**Given request**
Output, please, every line from the line that holds "Species-survey task: indicate the open" to the end, exactly as written.

Start Records supplied

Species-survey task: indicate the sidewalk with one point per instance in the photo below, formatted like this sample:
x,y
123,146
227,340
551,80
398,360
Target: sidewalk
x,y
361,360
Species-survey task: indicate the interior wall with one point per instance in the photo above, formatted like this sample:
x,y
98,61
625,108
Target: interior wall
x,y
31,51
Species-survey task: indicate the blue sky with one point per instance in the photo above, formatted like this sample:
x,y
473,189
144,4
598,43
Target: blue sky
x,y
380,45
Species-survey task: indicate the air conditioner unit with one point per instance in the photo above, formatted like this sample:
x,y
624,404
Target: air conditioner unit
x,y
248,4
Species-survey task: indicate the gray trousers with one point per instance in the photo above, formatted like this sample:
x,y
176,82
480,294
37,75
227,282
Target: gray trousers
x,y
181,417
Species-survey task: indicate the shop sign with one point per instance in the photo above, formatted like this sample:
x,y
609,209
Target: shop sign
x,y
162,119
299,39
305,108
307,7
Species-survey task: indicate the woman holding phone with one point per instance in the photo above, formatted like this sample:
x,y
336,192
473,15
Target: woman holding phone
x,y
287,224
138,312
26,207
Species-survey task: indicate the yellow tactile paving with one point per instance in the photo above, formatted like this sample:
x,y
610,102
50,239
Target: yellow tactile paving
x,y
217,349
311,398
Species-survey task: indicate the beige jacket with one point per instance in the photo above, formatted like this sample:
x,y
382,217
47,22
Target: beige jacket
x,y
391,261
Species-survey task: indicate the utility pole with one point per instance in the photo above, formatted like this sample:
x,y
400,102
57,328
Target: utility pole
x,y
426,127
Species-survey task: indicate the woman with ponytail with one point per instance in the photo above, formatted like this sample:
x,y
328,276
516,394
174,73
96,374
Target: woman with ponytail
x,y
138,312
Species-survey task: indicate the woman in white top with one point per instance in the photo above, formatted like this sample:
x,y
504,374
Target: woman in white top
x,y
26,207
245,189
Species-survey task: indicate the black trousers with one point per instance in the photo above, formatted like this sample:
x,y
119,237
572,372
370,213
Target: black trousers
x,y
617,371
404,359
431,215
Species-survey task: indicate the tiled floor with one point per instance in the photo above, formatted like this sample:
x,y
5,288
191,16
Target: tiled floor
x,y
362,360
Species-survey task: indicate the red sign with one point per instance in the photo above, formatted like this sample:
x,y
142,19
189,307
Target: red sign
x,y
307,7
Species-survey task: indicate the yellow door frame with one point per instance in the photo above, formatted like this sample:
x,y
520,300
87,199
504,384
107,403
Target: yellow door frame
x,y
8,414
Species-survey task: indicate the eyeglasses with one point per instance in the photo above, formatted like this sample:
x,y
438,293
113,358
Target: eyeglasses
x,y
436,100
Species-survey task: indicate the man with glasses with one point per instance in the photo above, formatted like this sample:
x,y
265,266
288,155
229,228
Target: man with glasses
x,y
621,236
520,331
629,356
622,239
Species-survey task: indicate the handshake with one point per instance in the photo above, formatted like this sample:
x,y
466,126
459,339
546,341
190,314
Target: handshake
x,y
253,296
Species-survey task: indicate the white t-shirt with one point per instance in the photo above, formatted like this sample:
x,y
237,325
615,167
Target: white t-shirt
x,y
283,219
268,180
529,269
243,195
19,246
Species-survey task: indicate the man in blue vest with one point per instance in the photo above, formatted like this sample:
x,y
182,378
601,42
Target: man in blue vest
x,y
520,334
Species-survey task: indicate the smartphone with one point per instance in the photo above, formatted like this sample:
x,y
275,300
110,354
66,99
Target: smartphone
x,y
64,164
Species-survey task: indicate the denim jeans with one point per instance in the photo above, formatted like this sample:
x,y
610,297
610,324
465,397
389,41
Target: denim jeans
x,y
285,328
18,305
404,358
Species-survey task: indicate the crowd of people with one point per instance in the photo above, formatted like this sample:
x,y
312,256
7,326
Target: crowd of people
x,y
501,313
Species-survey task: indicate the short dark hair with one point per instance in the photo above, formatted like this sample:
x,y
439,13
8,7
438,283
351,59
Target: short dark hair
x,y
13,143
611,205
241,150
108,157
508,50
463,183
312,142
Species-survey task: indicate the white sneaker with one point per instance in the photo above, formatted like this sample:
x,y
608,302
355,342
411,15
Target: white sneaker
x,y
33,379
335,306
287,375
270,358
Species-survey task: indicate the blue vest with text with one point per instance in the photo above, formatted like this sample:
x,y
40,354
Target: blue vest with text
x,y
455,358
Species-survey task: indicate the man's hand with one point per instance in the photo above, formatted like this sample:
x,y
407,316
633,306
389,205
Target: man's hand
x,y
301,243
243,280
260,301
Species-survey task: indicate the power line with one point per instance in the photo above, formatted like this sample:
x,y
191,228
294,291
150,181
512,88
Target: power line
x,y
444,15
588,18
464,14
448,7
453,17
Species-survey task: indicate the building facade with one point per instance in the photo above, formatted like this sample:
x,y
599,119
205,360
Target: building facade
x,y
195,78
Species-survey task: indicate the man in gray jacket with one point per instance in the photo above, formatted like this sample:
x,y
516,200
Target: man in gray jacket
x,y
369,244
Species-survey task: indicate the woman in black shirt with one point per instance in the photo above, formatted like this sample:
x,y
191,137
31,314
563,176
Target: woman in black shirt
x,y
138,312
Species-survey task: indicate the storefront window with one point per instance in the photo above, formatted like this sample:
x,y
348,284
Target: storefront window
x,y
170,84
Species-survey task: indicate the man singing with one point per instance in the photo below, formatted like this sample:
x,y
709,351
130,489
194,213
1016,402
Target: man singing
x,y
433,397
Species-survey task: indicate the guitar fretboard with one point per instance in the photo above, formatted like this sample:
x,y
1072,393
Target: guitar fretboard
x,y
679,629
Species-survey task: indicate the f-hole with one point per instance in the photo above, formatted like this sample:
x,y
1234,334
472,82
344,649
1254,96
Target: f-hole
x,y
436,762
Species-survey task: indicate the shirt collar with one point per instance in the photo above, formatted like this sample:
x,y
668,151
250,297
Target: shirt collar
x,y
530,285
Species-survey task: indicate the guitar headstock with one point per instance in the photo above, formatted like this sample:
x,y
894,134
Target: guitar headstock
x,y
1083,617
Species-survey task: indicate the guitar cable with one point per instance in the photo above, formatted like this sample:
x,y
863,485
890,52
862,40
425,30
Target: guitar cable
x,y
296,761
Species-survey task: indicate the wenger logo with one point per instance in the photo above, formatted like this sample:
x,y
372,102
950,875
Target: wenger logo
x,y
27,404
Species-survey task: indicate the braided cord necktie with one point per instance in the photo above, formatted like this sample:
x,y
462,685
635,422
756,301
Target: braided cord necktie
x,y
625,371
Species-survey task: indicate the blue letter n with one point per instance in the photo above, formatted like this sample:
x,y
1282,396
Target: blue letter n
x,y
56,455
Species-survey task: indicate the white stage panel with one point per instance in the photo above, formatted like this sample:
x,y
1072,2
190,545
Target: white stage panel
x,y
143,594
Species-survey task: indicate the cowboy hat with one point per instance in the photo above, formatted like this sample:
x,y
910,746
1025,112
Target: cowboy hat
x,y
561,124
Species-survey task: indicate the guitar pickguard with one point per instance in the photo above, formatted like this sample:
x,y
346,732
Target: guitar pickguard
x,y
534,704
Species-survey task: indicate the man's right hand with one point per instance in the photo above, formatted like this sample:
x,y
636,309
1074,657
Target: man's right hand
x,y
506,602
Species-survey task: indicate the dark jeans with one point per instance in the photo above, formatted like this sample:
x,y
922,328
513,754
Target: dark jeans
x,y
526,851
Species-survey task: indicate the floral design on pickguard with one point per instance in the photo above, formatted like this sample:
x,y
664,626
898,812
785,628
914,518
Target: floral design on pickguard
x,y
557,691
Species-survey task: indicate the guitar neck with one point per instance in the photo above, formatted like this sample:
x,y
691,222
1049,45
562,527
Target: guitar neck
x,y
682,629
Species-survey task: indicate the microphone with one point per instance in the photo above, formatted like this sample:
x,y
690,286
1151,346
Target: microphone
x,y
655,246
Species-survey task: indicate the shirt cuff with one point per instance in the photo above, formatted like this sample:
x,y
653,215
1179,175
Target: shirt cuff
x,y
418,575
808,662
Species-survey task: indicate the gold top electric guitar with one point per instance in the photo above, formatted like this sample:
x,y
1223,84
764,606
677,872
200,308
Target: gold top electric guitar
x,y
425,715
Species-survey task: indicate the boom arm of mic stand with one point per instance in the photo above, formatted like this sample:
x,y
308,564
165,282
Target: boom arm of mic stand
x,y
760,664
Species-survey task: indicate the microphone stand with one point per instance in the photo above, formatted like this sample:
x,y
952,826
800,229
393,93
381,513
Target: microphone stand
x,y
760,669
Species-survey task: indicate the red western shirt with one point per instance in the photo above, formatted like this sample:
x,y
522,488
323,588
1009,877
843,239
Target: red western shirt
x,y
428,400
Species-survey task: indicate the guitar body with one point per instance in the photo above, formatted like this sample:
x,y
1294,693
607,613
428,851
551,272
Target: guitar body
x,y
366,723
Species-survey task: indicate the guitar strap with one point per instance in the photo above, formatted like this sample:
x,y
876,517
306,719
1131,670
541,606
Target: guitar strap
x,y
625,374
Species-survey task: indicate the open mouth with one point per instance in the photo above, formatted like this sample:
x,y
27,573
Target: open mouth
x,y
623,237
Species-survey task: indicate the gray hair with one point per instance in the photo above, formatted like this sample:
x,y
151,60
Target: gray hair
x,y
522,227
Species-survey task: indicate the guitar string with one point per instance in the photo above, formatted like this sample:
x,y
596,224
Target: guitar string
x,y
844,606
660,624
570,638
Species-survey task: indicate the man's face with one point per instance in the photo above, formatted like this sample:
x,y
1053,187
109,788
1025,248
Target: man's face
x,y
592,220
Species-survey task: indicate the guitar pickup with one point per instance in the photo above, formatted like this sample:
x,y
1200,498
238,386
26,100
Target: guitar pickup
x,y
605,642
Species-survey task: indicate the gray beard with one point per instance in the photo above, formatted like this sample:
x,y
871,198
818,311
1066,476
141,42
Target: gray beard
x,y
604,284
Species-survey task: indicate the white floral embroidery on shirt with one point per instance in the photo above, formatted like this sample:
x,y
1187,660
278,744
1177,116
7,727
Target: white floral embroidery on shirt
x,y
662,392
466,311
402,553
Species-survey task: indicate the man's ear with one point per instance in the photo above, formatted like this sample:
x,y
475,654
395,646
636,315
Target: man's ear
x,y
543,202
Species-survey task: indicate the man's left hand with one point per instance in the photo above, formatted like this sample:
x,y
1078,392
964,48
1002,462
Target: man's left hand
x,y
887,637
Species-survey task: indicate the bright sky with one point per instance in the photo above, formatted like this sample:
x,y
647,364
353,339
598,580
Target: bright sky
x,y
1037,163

End Records supplied

**Complete response**
Species-survey task: indicate the open mouth with one point per instance in the photo above, formatted like this sample:
x,y
27,573
Target: open mouth
x,y
623,237
Species-survey task: indicate the gray hair with one point per instance in the photo above, formatted like this sample:
x,y
151,60
Target: gray hair
x,y
522,227
Species-survey task: indicate the guitar string with one point per instance in the photo above, formatted like this sample:
x,y
596,224
Target: guitar string
x,y
844,606
660,624
570,638
Species-survey task: indicate the man's face with one point per instance in the photo above, formatted like this sample:
x,y
1053,187
109,788
1025,248
Target: man's face
x,y
592,220
Species-survey task: indicate the guitar pickup with one point per instance in the photo above, formatted like this sample:
x,y
1200,498
238,386
26,100
Target: guitar pickup
x,y
605,642
Species-survey task: indicate the gray beard with one point per instance in the photo above, formatted like this sample:
x,y
871,198
818,311
1066,476
141,42
Target: gray beard
x,y
604,284
Species-survey task: indicate the white floral embroidery on shirt with one point per instance in the photo above, formatted like this sample:
x,y
1187,660
278,744
1177,116
7,727
Target: white floral embroidery on shirt
x,y
662,392
466,311
402,553
Species-survey task: indicate the man's ear with one point per instance in the photo above, formatted like this sample:
x,y
475,654
395,646
636,315
Target: man's ear
x,y
543,202
Species-survey task: indicate the man's left hand with one point per instance in the photo above, formatted like this sample:
x,y
1078,392
964,48
1002,462
Target: man's left hand
x,y
887,637
Species-survey task: indicate the bright sky with one point per instance in the photo above, formatted like this sample:
x,y
647,364
353,339
598,580
Target: bright sky
x,y
1037,163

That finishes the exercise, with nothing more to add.